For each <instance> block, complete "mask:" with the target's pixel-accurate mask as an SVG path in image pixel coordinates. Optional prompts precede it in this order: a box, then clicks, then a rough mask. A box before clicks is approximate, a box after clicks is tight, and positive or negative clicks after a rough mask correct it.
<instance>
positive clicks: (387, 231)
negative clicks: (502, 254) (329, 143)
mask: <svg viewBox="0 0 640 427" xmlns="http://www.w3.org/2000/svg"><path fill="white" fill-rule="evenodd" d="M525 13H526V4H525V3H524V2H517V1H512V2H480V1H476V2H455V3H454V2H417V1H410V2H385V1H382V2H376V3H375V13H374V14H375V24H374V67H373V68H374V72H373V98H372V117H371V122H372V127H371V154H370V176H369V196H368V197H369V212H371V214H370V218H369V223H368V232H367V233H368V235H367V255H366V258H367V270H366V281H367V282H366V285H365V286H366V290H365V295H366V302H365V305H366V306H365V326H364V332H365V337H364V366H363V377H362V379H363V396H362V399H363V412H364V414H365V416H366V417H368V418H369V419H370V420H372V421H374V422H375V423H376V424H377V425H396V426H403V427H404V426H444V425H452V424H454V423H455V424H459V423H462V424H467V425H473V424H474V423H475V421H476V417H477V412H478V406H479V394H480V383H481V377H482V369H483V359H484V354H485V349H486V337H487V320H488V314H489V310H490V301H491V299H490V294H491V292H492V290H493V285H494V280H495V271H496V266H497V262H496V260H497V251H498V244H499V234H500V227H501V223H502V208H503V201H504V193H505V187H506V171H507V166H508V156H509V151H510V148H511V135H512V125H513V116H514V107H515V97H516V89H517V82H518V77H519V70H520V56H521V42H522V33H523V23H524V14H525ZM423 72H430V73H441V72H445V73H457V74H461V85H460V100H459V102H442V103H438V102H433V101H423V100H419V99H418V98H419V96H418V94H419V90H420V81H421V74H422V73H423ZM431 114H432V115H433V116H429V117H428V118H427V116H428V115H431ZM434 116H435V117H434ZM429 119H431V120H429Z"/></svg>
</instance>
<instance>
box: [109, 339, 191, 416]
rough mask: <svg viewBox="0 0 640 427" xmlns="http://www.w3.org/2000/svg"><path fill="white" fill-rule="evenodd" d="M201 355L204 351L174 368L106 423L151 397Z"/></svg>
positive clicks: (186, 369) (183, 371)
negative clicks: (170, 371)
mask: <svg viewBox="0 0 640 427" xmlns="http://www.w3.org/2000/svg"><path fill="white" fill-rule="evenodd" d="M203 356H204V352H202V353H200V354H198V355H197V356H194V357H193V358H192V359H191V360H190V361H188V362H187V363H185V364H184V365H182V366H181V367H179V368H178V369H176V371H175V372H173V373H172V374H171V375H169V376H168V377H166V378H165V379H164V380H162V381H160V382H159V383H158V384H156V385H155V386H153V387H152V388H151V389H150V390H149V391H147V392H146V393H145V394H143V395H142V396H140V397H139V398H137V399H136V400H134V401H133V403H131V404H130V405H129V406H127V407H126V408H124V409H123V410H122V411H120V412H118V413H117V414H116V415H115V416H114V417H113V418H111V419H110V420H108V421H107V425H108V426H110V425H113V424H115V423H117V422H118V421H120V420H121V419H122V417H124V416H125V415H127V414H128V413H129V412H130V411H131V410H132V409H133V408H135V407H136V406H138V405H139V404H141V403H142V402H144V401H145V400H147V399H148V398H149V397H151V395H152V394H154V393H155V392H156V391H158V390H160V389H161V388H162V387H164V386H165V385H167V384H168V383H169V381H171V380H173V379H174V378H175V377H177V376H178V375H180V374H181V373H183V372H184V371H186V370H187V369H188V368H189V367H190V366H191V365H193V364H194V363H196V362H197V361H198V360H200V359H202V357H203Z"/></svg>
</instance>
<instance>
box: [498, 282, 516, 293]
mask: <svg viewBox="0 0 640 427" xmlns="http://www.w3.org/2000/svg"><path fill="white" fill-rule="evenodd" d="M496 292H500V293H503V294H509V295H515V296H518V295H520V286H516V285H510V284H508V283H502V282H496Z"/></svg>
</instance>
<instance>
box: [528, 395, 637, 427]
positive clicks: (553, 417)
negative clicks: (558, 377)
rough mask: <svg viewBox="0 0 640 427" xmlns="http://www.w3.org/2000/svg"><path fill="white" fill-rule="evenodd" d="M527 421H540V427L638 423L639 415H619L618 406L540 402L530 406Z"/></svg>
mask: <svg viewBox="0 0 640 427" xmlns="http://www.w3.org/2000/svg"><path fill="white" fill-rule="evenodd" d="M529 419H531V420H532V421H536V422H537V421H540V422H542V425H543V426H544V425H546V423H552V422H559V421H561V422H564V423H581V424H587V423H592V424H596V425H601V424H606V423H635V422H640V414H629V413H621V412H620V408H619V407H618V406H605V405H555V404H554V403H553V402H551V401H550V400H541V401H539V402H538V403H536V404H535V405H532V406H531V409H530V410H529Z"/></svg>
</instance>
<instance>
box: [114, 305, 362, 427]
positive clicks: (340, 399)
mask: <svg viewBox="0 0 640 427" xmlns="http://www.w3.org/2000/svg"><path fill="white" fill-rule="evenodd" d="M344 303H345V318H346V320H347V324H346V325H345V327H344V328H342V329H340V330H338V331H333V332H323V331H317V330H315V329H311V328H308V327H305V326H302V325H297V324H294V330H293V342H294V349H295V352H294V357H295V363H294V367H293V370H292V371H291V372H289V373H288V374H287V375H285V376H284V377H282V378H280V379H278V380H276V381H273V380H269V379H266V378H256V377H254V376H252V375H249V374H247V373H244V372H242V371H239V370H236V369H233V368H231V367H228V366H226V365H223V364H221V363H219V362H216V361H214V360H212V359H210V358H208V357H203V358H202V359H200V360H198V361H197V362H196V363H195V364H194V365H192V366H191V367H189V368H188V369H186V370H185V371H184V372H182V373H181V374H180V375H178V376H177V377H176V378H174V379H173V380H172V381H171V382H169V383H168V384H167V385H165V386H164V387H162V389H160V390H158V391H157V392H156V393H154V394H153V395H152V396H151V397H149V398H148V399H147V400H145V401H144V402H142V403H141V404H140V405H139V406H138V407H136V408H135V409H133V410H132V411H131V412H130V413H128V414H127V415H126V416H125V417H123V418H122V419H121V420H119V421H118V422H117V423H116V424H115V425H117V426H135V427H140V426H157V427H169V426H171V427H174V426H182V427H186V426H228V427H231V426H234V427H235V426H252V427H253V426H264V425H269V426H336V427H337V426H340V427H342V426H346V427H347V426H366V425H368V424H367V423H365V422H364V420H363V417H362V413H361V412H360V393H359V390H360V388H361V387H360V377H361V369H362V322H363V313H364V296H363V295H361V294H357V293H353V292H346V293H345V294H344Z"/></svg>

#####

● **YOUR GOAL**
Set down every entry once more, exactly as it was written above.

● **TASK ANSWER**
For each <instance> block, complete "mask:" with the target's pixel-accurate mask as an SVG path in image pixel coordinates. Optional prompts precede it in this order: a box, then clicks, then a rough mask. A box before clicks is approximate, a box after clicks is tight, and positive or negative clicks after a rough mask correct it.
<instance>
positive clicks: (387, 231)
negative clicks: (502, 254) (329, 143)
mask: <svg viewBox="0 0 640 427" xmlns="http://www.w3.org/2000/svg"><path fill="white" fill-rule="evenodd" d="M525 13H526V4H525V3H524V2H517V1H512V2H480V1H476V2H455V3H454V2H417V1H410V2H385V1H382V2H376V3H375V13H374V14H375V24H374V67H373V68H374V72H373V98H372V117H371V122H372V127H371V154H370V176H369V196H368V197H369V212H371V214H370V218H369V223H368V232H367V233H368V235H367V255H366V258H367V270H366V281H367V282H366V285H365V286H366V290H365V295H366V302H365V305H366V306H365V326H364V332H365V337H364V366H363V377H362V379H363V396H362V399H363V412H364V414H365V416H366V417H368V418H369V419H370V420H372V421H374V422H375V423H376V424H377V425H396V426H403V427H404V426H444V425H452V424H454V423H455V424H459V423H462V424H467V425H473V424H474V423H475V421H476V417H477V412H478V406H479V394H480V383H481V377H482V369H483V359H484V354H485V349H486V337H487V320H488V314H489V310H490V301H491V299H490V294H491V292H492V290H493V285H494V280H495V271H496V266H497V262H496V260H497V251H498V244H499V234H500V227H501V223H502V208H503V201H504V193H505V187H506V171H507V166H508V156H509V151H510V148H511V135H512V125H513V116H514V107H515V97H516V89H517V82H518V77H519V70H520V56H521V42H522V33H523V23H524V14H525ZM423 72H430V73H441V72H445V73H457V74H461V85H460V100H459V102H442V103H438V102H433V101H423V100H419V99H418V98H419V96H418V94H419V90H420V81H421V74H422V73H423ZM431 114H432V115H433V116H429V117H428V118H427V116H428V115H431ZM434 116H435V117H434ZM429 119H431V120H429Z"/></svg>
</instance>
<instance>
box: [109, 339, 191, 416]
rough mask: <svg viewBox="0 0 640 427" xmlns="http://www.w3.org/2000/svg"><path fill="white" fill-rule="evenodd" d="M201 355L204 351L174 368L106 423L151 397Z"/></svg>
positive clicks: (186, 369) (183, 371)
negative clicks: (170, 371)
mask: <svg viewBox="0 0 640 427" xmlns="http://www.w3.org/2000/svg"><path fill="white" fill-rule="evenodd" d="M203 356H204V352H202V353H200V354H198V355H197V356H194V357H193V358H192V359H191V360H190V361H188V362H187V363H185V364H184V365H182V366H181V367H179V368H178V369H176V371H175V372H173V373H172V374H171V375H169V376H168V377H166V378H165V379H164V380H162V381H160V382H159V383H158V384H156V385H155V386H153V387H152V388H151V389H150V390H149V391H147V392H146V393H145V394H143V395H142V396H140V397H139V398H137V399H136V400H134V401H133V403H131V404H130V405H129V406H127V407H126V408H124V409H123V410H122V411H120V412H118V413H117V414H116V415H115V416H114V417H113V418H111V419H110V420H108V421H107V425H108V426H110V425H113V424H115V423H117V422H118V421H120V420H121V419H122V417H124V416H125V415H127V414H128V413H129V412H130V411H131V410H132V409H133V408H135V407H136V406H138V405H139V404H141V403H142V402H144V401H145V400H147V399H148V398H149V397H151V395H152V394H154V393H155V392H156V391H158V390H160V389H161V388H162V387H164V386H165V385H167V384H168V383H169V381H171V380H173V379H174V378H175V377H177V376H178V375H180V374H181V373H183V372H184V371H186V370H187V369H188V368H189V367H190V366H191V365H193V364H194V363H196V362H197V361H198V360H200V359H202V357H203Z"/></svg>
</instance>
<instance>
box: [498, 282, 516, 293]
mask: <svg viewBox="0 0 640 427" xmlns="http://www.w3.org/2000/svg"><path fill="white" fill-rule="evenodd" d="M496 292H500V293H503V294H509V295H515V296H518V295H520V286H516V285H510V284H508V283H502V282H496Z"/></svg>
</instance>
<instance>
box: [528, 395, 637, 427]
positive clicks: (553, 417)
negative clicks: (558, 377)
rough mask: <svg viewBox="0 0 640 427" xmlns="http://www.w3.org/2000/svg"><path fill="white" fill-rule="evenodd" d="M527 421H540V427L638 423L639 415H619L618 406L540 402L530 406Z"/></svg>
mask: <svg viewBox="0 0 640 427" xmlns="http://www.w3.org/2000/svg"><path fill="white" fill-rule="evenodd" d="M529 419H531V420H532V421H536V422H537V421H540V422H542V425H543V426H544V425H546V423H552V422H559V421H561V422H564V423H581V424H587V423H592V424H596V425H601V424H606V423H635V422H640V414H629V413H621V412H620V408H619V407H618V406H605V405H555V404H554V403H553V402H551V401H550V400H541V401H539V402H538V403H536V404H535V405H532V406H531V409H530V410H529Z"/></svg>
</instance>
<instance>
box: [114, 305, 362, 427]
positive clicks: (340, 399)
mask: <svg viewBox="0 0 640 427" xmlns="http://www.w3.org/2000/svg"><path fill="white" fill-rule="evenodd" d="M344 303H345V318H346V320H347V324H346V325H345V327H344V328H342V329H340V330H338V331H333V332H323V331H317V330H315V329H311V328H308V327H305V326H302V325H297V324H294V330H293V342H294V349H295V352H294V357H295V363H294V367H293V370H292V371H291V372H289V373H288V374H287V375H285V376H284V377H282V378H280V379H278V380H276V381H273V380H269V379H266V378H256V377H254V376H252V375H249V374H247V373H244V372H242V371H239V370H236V369H233V368H231V367H228V366H226V365H223V364H221V363H219V362H216V361H214V360H212V359H210V358H208V357H203V358H202V359H200V360H198V361H197V362H196V363H195V364H194V365H192V366H191V367H189V368H188V369H186V370H185V371H184V372H182V373H181V374H180V375H178V376H177V377H176V378H174V379H173V380H172V381H171V382H169V383H168V384H167V385H165V386H164V387H162V389H160V390H158V391H157V392H156V393H154V394H153V395H152V396H151V397H149V398H148V399H147V400H145V401H144V402H142V403H141V404H140V405H139V406H138V407H136V408H135V409H133V410H132V411H131V412H130V413H128V414H127V415H126V416H125V417H123V418H122V419H121V420H119V421H118V422H117V423H116V424H115V425H117V426H135V427H140V426H157V427H169V426H171V427H174V426H182V427H186V426H228V427H231V426H234V427H235V426H252V427H253V426H264V425H269V426H336V427H337V426H340V427H342V426H346V427H347V426H366V425H368V424H367V423H365V422H364V420H363V417H362V413H361V412H360V393H359V390H360V388H361V387H360V377H361V369H362V322H363V313H364V296H363V295H361V294H357V293H353V292H346V293H345V294H344Z"/></svg>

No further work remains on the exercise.